- [Your task]
Copy out the data word for word, from its first line through the line containing "[[[0,286],[409,285],[411,5],[2,5]]]", with both of those lines included.

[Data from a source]
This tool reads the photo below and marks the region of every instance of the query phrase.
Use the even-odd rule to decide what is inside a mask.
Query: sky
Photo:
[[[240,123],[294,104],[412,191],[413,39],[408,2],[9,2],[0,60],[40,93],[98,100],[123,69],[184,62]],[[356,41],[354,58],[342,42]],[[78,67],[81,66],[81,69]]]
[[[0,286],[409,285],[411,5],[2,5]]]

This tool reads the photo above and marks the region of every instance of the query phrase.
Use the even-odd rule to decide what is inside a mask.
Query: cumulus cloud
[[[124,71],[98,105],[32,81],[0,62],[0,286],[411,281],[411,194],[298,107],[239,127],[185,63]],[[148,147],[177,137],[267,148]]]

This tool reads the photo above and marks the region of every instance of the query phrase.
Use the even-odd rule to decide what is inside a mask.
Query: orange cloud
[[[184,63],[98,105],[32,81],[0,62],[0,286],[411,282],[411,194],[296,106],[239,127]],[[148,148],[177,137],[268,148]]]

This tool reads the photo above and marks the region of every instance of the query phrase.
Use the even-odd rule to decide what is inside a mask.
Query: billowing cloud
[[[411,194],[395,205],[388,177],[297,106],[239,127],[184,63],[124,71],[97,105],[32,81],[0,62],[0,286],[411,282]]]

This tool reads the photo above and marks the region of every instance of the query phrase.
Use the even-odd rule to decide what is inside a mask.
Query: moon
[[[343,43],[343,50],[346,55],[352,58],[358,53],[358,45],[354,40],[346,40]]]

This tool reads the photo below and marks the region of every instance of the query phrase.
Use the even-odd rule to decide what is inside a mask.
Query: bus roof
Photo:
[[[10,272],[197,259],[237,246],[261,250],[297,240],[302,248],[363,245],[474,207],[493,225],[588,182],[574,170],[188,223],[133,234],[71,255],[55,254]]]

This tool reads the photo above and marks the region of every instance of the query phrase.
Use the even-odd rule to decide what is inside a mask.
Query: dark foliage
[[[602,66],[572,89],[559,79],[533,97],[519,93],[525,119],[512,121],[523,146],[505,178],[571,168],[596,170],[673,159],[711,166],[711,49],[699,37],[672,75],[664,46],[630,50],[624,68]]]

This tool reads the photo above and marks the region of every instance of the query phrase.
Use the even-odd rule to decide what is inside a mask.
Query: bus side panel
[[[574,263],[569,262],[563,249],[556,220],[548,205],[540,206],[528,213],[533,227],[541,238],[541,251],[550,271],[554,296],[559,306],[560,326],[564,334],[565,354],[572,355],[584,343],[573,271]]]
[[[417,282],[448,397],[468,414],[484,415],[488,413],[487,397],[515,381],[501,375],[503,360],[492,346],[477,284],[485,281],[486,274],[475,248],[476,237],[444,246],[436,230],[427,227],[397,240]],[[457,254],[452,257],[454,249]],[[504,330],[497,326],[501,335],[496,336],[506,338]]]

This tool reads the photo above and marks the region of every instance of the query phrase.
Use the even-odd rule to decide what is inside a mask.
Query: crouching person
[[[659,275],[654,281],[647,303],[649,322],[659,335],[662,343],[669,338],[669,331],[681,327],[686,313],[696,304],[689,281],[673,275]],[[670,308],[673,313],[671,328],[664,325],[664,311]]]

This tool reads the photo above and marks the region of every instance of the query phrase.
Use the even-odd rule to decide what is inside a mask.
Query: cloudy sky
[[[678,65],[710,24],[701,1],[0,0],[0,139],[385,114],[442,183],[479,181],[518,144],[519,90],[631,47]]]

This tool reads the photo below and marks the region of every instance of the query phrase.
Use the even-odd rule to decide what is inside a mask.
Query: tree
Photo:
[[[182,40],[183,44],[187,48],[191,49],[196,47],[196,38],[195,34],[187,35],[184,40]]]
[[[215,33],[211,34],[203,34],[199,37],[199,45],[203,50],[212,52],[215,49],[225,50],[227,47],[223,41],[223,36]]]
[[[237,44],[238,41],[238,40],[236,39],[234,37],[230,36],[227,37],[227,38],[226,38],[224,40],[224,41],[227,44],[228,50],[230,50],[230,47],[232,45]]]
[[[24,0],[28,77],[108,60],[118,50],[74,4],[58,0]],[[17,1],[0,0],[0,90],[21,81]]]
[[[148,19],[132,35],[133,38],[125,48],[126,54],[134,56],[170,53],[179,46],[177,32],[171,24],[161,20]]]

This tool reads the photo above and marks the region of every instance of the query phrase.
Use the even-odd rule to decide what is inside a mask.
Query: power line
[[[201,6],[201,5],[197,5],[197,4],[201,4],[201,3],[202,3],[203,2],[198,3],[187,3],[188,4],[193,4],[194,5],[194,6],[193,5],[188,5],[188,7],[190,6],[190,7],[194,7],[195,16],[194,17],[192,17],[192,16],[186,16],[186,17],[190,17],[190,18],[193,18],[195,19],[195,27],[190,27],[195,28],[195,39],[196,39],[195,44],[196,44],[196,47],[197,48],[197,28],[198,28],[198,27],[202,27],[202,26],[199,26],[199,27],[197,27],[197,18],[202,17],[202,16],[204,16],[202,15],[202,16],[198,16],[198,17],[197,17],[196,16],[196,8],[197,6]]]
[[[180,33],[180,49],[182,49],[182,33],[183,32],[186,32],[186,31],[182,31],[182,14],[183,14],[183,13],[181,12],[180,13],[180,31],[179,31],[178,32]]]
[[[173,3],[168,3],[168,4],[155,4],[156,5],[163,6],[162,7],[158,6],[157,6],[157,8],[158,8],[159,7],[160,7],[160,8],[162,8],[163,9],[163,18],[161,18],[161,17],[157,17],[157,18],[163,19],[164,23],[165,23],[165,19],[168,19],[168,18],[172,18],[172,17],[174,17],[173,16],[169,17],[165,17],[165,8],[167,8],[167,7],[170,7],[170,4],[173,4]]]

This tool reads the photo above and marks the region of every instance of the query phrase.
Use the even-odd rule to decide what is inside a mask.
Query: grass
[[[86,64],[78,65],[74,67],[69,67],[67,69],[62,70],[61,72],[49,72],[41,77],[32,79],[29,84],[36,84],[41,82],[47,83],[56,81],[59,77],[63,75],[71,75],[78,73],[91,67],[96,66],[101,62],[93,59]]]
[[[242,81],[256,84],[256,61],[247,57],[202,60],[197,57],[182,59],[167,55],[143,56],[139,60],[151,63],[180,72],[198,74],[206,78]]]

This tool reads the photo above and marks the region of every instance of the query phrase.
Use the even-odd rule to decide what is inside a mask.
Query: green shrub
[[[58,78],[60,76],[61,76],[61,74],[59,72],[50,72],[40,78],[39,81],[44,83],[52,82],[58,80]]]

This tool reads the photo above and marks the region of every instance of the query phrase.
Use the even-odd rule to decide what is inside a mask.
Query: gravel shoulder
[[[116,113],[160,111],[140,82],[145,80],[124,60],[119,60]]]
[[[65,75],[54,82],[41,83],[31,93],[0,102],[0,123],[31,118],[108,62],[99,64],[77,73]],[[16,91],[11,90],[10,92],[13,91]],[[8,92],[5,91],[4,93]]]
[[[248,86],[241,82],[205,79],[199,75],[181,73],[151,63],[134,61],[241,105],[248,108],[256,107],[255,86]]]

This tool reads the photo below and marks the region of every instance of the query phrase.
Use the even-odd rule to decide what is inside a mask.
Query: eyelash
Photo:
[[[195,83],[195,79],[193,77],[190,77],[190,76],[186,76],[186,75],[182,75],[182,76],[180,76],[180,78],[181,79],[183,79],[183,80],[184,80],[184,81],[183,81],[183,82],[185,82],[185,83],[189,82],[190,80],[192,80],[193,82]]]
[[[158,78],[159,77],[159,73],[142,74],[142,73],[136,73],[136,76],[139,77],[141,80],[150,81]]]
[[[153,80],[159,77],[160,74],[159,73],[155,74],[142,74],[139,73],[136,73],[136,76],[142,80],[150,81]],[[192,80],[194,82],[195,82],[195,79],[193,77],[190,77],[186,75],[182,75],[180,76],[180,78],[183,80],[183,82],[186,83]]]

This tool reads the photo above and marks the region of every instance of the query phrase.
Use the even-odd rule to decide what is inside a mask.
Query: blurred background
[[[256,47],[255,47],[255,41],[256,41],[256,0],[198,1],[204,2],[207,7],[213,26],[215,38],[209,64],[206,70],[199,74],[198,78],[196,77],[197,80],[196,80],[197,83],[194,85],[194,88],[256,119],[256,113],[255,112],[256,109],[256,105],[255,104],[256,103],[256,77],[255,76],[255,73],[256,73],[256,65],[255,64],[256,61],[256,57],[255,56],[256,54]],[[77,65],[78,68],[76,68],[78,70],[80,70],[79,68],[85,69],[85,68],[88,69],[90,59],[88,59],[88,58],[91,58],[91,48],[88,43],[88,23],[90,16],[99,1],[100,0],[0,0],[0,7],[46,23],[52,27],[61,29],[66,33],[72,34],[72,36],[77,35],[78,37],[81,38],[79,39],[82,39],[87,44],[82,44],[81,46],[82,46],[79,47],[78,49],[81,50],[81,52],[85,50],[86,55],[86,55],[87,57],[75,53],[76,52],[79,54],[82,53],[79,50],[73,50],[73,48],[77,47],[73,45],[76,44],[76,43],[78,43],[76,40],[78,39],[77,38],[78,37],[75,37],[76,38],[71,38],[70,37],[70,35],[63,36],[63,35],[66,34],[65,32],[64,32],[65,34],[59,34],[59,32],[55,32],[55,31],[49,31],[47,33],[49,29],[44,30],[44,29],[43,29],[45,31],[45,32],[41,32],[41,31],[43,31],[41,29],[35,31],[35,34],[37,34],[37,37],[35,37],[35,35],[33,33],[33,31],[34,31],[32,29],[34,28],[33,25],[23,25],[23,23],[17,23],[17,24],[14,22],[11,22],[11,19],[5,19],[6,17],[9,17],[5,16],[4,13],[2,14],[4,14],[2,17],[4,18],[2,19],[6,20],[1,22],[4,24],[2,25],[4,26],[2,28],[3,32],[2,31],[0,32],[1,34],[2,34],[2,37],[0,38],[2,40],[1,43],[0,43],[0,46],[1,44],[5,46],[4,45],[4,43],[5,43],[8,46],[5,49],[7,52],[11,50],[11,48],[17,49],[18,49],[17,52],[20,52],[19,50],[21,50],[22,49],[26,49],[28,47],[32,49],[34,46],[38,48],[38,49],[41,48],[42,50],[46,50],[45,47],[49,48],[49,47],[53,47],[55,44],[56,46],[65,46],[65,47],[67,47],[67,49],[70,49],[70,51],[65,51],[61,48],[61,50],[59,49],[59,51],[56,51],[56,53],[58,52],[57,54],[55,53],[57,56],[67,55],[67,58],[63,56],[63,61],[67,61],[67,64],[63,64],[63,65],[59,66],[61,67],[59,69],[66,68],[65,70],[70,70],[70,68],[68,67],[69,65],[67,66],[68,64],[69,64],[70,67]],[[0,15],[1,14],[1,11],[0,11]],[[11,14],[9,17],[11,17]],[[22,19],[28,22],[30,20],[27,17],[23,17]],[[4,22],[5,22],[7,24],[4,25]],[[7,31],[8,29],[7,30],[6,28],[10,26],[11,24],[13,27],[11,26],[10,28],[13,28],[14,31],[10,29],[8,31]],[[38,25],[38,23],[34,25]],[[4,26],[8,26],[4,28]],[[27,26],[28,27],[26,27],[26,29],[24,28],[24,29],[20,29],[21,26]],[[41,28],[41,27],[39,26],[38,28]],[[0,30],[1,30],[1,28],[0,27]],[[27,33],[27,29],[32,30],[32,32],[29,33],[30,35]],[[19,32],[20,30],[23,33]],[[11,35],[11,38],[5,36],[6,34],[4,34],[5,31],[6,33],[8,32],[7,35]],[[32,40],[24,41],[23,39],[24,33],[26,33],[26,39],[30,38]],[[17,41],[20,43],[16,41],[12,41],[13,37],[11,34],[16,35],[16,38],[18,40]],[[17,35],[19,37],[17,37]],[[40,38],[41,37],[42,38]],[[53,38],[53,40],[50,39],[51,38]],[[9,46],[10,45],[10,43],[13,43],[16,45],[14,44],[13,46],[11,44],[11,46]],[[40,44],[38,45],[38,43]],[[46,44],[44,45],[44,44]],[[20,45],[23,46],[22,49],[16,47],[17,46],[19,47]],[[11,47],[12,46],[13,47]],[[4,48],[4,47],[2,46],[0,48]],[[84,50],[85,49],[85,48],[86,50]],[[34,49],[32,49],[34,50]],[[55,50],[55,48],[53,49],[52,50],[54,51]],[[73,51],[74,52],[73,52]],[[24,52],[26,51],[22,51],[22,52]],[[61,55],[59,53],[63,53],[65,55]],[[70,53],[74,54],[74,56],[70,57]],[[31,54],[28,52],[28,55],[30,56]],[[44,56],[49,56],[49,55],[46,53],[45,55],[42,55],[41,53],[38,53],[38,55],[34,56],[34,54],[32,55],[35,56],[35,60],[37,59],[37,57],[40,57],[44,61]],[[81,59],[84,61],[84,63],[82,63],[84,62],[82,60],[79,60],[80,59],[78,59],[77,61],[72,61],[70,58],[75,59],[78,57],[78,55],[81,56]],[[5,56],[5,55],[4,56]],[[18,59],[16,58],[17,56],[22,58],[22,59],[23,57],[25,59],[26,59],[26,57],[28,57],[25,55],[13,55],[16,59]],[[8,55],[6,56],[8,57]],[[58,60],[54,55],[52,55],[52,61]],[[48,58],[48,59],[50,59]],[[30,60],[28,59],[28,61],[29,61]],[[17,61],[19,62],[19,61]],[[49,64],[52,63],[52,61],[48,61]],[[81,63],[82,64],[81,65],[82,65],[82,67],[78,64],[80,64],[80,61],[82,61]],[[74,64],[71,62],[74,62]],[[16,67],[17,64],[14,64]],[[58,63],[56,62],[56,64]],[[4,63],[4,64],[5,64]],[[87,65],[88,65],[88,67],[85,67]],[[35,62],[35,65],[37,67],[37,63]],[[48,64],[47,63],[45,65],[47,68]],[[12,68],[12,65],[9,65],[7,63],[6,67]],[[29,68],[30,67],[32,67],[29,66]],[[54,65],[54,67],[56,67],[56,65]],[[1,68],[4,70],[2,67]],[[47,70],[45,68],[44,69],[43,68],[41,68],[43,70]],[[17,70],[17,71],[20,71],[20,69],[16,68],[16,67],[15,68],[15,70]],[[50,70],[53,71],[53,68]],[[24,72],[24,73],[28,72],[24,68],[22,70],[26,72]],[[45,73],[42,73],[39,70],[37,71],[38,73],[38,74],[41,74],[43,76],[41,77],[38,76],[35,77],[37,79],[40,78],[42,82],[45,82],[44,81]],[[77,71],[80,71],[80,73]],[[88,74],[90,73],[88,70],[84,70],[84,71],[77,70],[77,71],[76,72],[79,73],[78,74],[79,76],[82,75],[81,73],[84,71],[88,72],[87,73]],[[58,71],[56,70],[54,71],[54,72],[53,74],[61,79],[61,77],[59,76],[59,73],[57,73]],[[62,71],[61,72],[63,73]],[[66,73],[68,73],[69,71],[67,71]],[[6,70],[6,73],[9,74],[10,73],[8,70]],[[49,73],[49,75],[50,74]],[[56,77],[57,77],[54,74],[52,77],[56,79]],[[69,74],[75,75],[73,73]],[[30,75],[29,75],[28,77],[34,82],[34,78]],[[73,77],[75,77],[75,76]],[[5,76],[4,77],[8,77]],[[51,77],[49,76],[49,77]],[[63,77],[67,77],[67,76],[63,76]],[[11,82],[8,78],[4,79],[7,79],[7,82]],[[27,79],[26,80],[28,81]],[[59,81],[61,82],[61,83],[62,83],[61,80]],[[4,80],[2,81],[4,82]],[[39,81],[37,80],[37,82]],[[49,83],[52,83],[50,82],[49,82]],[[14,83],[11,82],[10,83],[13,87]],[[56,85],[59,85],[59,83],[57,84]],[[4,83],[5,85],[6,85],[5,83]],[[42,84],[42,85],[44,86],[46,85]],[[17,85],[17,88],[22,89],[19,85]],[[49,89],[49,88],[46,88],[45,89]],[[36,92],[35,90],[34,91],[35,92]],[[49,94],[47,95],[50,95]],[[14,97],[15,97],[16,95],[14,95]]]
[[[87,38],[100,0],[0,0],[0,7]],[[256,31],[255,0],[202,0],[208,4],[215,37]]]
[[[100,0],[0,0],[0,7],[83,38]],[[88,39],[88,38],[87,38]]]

- [Task response]
This tool reads the photo below and marks the region of every instance of the query phrase.
Use the even-odd rule to decide what is inside a mask.
Query: sky
Photo:
[[[240,123],[294,104],[412,191],[413,39],[408,2],[9,2],[0,60],[40,93],[98,100],[123,69],[184,62]],[[356,41],[354,58],[342,42]],[[78,67],[81,66],[81,69]]]
[[[0,286],[409,285],[411,5],[2,5]]]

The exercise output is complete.